[Recorded information]
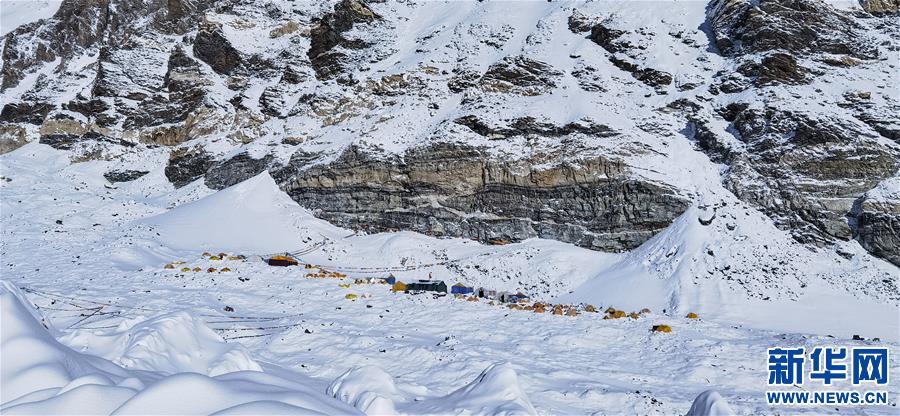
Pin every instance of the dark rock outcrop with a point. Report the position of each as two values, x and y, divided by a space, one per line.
876 225
520 75
530 126
796 26
25 112
805 172
328 45
187 165
235 170
454 190
779 68
212 47
651 77
69 141
881 7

[Task directions] Reproduce the material above with "outcrop" switched to "formation" and everything else unchanged. Leave the pictures out of the reproduction.

[Final result]
Pin every instance of the dark rock formation with a point. Report the position of each as two values, x and y, divided by a space, one per line.
876 225
520 75
530 126
796 26
25 112
805 172
328 45
187 165
235 170
454 190
779 68
212 47
651 77
69 141
881 7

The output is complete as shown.